[Natural-language object grounding data]
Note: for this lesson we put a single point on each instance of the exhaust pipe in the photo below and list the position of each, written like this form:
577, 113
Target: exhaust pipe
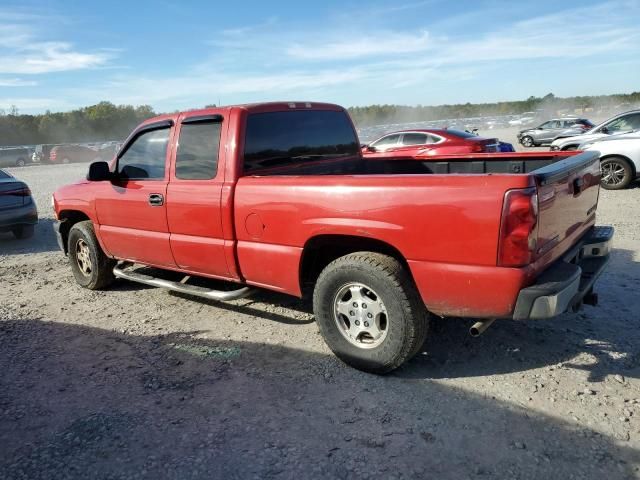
478, 328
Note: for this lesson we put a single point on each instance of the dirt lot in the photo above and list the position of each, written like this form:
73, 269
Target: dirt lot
137, 382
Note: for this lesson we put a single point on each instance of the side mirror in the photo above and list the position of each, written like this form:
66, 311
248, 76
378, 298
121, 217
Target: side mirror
98, 172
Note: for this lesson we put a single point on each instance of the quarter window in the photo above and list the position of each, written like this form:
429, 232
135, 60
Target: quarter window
414, 139
146, 157
386, 141
197, 155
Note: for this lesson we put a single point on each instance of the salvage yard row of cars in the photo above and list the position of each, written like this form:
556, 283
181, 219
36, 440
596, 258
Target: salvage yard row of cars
617, 140
71, 153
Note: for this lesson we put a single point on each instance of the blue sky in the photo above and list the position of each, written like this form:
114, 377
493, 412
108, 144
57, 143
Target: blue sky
63, 54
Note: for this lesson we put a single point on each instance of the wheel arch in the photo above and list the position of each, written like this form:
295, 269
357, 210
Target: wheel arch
623, 157
68, 218
320, 250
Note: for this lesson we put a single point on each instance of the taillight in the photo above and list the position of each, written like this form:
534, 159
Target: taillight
518, 228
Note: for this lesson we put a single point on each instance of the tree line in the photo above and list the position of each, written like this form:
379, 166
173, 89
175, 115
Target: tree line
101, 122
106, 121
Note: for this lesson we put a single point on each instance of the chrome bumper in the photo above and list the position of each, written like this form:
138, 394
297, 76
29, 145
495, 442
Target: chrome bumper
566, 283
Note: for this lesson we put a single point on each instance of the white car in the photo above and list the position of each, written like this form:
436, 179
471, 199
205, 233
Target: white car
619, 159
623, 123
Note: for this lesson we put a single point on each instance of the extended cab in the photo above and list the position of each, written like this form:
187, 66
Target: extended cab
278, 196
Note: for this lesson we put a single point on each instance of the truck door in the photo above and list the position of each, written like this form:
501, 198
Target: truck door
131, 209
194, 196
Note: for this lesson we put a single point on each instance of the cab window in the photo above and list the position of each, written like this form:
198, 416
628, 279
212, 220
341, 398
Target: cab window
387, 141
145, 158
197, 155
414, 139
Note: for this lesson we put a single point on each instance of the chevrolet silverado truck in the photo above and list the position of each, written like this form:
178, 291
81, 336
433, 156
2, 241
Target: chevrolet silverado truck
278, 196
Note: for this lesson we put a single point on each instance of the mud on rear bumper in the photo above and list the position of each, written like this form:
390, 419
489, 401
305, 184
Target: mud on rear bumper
566, 283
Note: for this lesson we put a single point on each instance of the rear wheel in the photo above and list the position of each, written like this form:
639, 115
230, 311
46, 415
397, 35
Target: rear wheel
617, 173
528, 141
23, 231
369, 312
91, 268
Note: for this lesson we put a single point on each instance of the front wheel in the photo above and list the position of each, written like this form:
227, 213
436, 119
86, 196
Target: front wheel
528, 141
91, 268
616, 173
369, 312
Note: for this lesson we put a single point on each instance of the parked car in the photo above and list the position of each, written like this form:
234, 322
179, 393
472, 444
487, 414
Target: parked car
72, 154
619, 159
41, 153
524, 119
548, 131
18, 212
278, 196
14, 156
414, 143
622, 123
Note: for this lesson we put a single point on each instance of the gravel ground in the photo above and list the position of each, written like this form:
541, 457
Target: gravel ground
137, 382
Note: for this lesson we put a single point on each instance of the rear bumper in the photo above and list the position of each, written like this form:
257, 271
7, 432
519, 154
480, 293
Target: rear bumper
568, 281
23, 215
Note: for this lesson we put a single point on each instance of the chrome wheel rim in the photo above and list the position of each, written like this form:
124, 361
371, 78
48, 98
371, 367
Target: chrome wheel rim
613, 173
83, 258
360, 315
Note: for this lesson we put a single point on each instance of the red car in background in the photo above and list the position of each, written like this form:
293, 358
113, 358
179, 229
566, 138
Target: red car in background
418, 143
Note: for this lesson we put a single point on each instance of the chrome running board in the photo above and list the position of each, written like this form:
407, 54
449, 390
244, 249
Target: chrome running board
221, 295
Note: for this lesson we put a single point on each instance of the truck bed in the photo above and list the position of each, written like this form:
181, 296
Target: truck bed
447, 225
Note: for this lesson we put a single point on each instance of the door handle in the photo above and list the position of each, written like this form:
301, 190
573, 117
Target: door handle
156, 199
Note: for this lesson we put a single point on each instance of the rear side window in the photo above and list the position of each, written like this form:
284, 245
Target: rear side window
197, 156
387, 141
297, 137
414, 139
146, 157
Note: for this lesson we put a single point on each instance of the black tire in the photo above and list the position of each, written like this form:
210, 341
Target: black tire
617, 173
405, 318
24, 231
527, 141
83, 245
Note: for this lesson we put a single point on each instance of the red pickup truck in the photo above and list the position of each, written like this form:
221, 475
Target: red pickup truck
278, 196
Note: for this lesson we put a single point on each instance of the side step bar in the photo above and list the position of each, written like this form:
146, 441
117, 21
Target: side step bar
221, 295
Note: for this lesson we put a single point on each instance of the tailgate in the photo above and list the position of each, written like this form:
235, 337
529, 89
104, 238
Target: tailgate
567, 200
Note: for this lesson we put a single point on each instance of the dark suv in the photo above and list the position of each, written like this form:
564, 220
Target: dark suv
545, 133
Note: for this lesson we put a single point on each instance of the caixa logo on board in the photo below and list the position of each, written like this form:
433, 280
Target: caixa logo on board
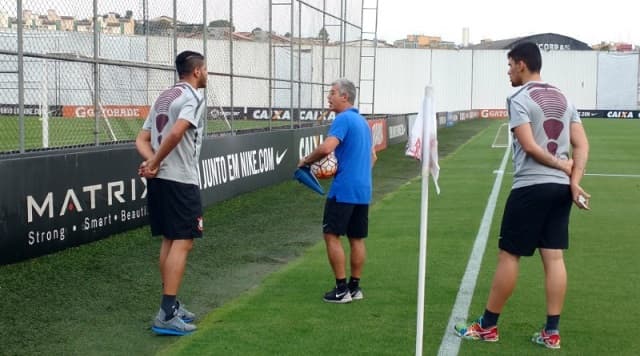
84, 198
308, 143
621, 114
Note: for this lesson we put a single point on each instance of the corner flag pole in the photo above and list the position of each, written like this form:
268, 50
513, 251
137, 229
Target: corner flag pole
427, 108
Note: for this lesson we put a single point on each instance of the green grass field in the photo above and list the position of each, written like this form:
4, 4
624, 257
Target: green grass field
257, 278
66, 132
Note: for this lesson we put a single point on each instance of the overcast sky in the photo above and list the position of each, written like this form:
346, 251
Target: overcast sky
586, 21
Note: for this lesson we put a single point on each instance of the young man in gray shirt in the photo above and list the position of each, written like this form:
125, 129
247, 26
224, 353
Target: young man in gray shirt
169, 143
550, 151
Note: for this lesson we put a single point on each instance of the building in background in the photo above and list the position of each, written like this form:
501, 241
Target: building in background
546, 42
423, 41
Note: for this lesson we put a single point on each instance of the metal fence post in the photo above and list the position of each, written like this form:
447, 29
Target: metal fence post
20, 76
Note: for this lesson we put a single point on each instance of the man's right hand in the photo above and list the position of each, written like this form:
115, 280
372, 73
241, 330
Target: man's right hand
147, 169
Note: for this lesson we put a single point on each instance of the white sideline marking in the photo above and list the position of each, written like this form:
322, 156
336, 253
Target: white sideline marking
613, 175
594, 174
450, 344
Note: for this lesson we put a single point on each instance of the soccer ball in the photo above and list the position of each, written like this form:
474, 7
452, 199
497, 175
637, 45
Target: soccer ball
326, 167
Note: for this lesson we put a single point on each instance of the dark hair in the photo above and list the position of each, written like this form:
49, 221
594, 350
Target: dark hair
187, 61
529, 53
345, 86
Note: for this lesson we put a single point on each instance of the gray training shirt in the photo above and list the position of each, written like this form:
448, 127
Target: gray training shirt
550, 114
181, 101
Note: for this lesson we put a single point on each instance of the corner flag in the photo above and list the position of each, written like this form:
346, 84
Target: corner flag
425, 128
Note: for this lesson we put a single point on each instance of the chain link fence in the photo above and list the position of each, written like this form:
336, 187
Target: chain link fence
84, 73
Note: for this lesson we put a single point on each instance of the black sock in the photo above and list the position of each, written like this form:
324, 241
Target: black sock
168, 306
552, 322
489, 319
354, 282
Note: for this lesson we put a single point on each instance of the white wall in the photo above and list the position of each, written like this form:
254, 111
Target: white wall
618, 81
575, 73
401, 75
451, 71
490, 81
478, 79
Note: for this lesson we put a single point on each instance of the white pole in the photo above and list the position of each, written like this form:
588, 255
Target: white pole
44, 106
427, 108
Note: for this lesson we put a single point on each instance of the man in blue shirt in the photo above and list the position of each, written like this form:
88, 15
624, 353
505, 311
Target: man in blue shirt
346, 210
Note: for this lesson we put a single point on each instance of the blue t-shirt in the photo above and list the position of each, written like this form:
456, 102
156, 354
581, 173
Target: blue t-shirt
352, 182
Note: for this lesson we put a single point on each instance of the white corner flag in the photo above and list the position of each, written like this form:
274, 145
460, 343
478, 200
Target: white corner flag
425, 128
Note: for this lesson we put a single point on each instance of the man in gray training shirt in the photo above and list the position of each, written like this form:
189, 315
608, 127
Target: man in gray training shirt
550, 151
170, 143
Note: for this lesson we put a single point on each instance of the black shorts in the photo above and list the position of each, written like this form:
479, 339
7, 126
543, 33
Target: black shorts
345, 219
175, 209
534, 217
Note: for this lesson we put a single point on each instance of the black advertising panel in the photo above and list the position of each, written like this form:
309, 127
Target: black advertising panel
51, 202
55, 201
610, 114
231, 165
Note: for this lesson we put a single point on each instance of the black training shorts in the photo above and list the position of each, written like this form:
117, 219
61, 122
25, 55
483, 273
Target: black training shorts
536, 216
345, 219
175, 209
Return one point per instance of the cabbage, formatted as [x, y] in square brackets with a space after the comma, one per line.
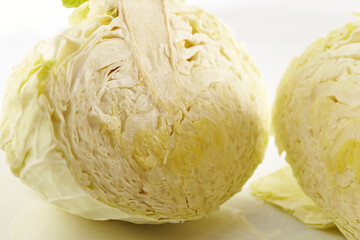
[142, 111]
[282, 190]
[316, 118]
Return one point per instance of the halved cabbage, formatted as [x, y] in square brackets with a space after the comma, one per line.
[316, 118]
[147, 111]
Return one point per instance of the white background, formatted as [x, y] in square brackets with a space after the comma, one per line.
[274, 31]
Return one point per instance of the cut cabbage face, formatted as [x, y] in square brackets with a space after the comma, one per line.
[316, 118]
[146, 111]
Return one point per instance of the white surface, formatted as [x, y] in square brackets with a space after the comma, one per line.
[273, 30]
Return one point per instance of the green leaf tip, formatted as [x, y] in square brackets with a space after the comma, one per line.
[72, 3]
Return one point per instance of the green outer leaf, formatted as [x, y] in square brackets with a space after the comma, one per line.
[72, 3]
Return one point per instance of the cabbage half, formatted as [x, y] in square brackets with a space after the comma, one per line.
[282, 190]
[316, 118]
[146, 111]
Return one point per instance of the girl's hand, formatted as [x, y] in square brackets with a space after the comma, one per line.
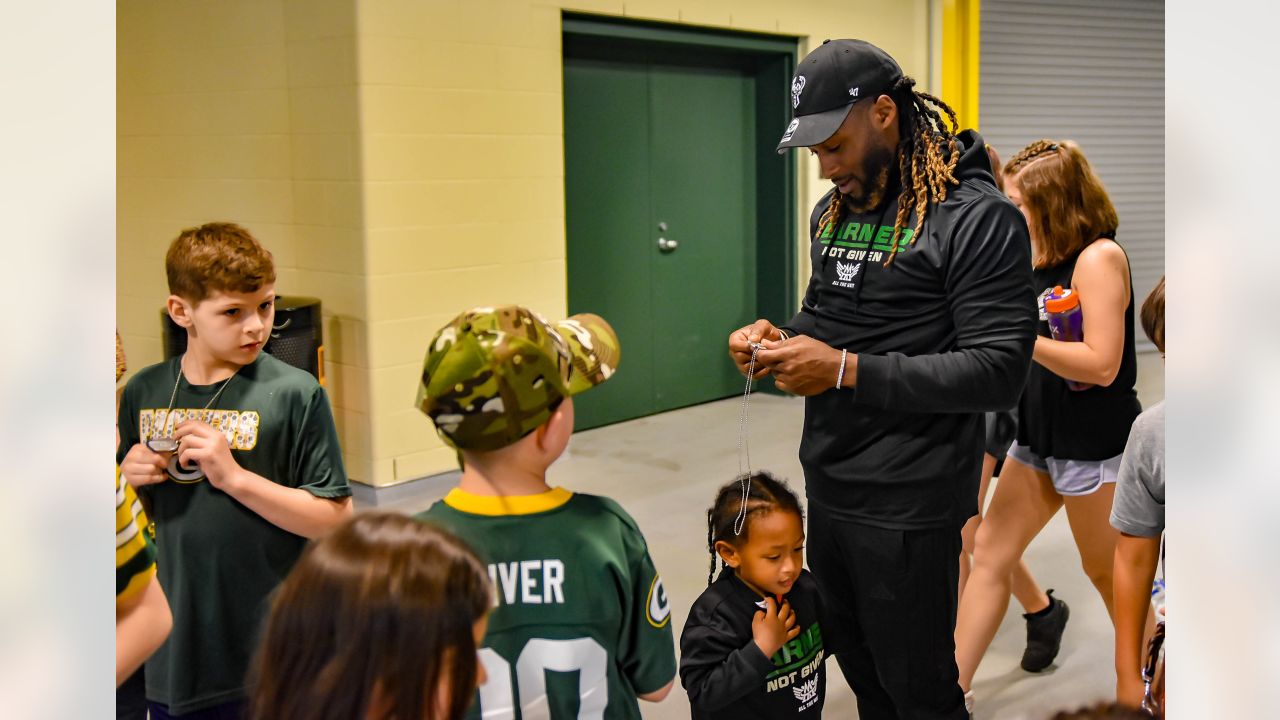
[773, 627]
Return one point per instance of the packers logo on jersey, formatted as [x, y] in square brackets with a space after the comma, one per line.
[657, 606]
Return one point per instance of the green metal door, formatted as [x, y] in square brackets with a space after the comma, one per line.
[661, 223]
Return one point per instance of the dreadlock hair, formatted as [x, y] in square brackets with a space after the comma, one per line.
[764, 495]
[927, 155]
[1065, 201]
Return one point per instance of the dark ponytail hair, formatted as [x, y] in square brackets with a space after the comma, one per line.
[764, 495]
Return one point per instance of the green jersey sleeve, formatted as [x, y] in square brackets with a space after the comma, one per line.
[316, 456]
[647, 651]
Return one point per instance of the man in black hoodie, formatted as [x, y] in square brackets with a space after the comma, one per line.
[919, 317]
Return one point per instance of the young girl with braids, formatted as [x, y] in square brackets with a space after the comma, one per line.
[752, 646]
[1069, 442]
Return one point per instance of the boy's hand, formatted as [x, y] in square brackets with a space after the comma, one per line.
[142, 466]
[204, 446]
[773, 627]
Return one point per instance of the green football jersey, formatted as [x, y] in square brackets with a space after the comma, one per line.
[581, 623]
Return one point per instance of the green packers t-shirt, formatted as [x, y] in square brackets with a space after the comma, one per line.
[218, 560]
[581, 623]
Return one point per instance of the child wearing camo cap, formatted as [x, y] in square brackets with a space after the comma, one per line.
[575, 588]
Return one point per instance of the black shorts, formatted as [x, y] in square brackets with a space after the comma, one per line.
[890, 614]
[1001, 429]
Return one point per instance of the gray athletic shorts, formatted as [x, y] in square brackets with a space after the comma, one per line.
[1070, 477]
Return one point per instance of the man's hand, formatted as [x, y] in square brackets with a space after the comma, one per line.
[142, 466]
[740, 345]
[773, 627]
[803, 365]
[202, 445]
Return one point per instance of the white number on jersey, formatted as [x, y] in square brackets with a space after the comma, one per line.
[583, 655]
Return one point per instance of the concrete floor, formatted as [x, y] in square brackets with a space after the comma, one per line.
[666, 468]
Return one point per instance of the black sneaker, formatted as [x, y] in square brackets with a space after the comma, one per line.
[1045, 634]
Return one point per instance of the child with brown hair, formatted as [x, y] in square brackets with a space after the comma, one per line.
[380, 619]
[1138, 514]
[237, 458]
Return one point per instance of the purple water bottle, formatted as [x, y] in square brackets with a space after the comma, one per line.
[1065, 320]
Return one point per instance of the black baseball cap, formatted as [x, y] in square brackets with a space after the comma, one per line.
[828, 82]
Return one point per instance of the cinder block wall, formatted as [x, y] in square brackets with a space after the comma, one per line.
[403, 159]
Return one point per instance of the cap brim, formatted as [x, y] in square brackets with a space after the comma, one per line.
[807, 131]
[593, 347]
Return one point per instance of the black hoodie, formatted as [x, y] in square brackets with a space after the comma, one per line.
[725, 671]
[941, 335]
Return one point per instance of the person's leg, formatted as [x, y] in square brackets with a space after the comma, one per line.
[827, 554]
[1089, 516]
[1023, 504]
[1027, 589]
[1024, 586]
[969, 531]
[906, 591]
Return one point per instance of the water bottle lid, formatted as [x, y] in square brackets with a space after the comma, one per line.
[1061, 300]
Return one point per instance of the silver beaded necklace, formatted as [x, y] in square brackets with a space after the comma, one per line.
[744, 445]
[177, 472]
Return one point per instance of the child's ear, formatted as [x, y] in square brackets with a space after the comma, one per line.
[558, 427]
[178, 310]
[728, 554]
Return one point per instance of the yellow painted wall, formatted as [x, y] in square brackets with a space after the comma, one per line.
[416, 146]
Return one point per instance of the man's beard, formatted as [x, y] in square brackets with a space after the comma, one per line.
[878, 165]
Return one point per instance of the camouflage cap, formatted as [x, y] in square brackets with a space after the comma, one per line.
[494, 374]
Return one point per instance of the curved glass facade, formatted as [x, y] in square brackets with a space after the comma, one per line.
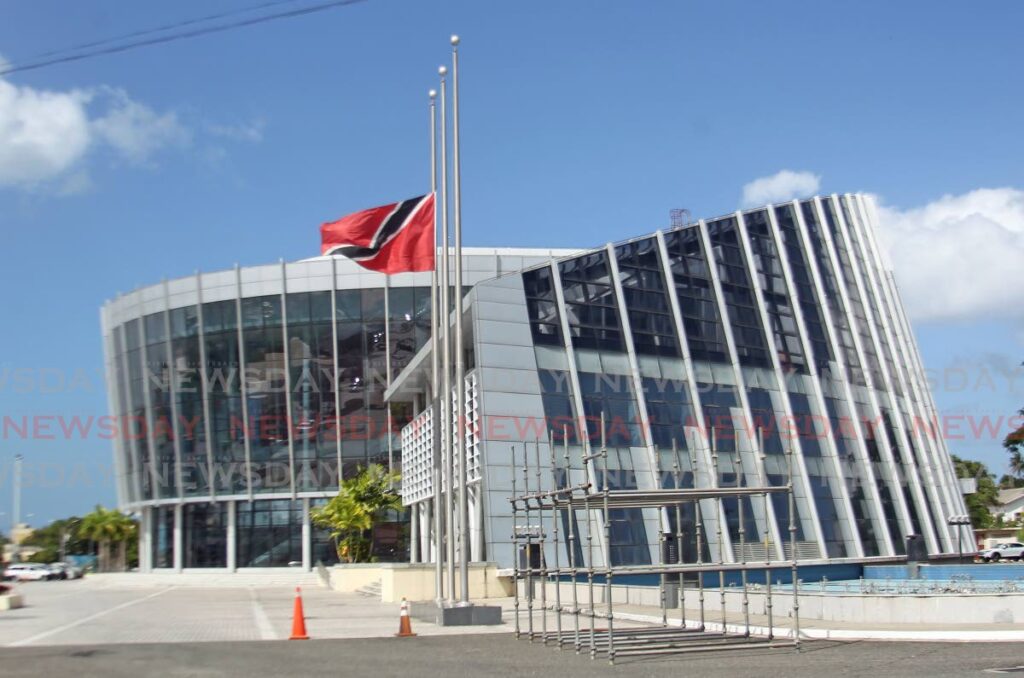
[245, 395]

ACTIVITY> Your answer should be the lines of the records that include the word "below".

ANSWER SPACE>
Note: for this lesson we put a single point on each instance of the exhaust pipe in the photo below and list the position of each, written like this form:
Note: for this lesson we put a single point on each instance of the caixa logo on board in the photo below and list the position of each, written like this form:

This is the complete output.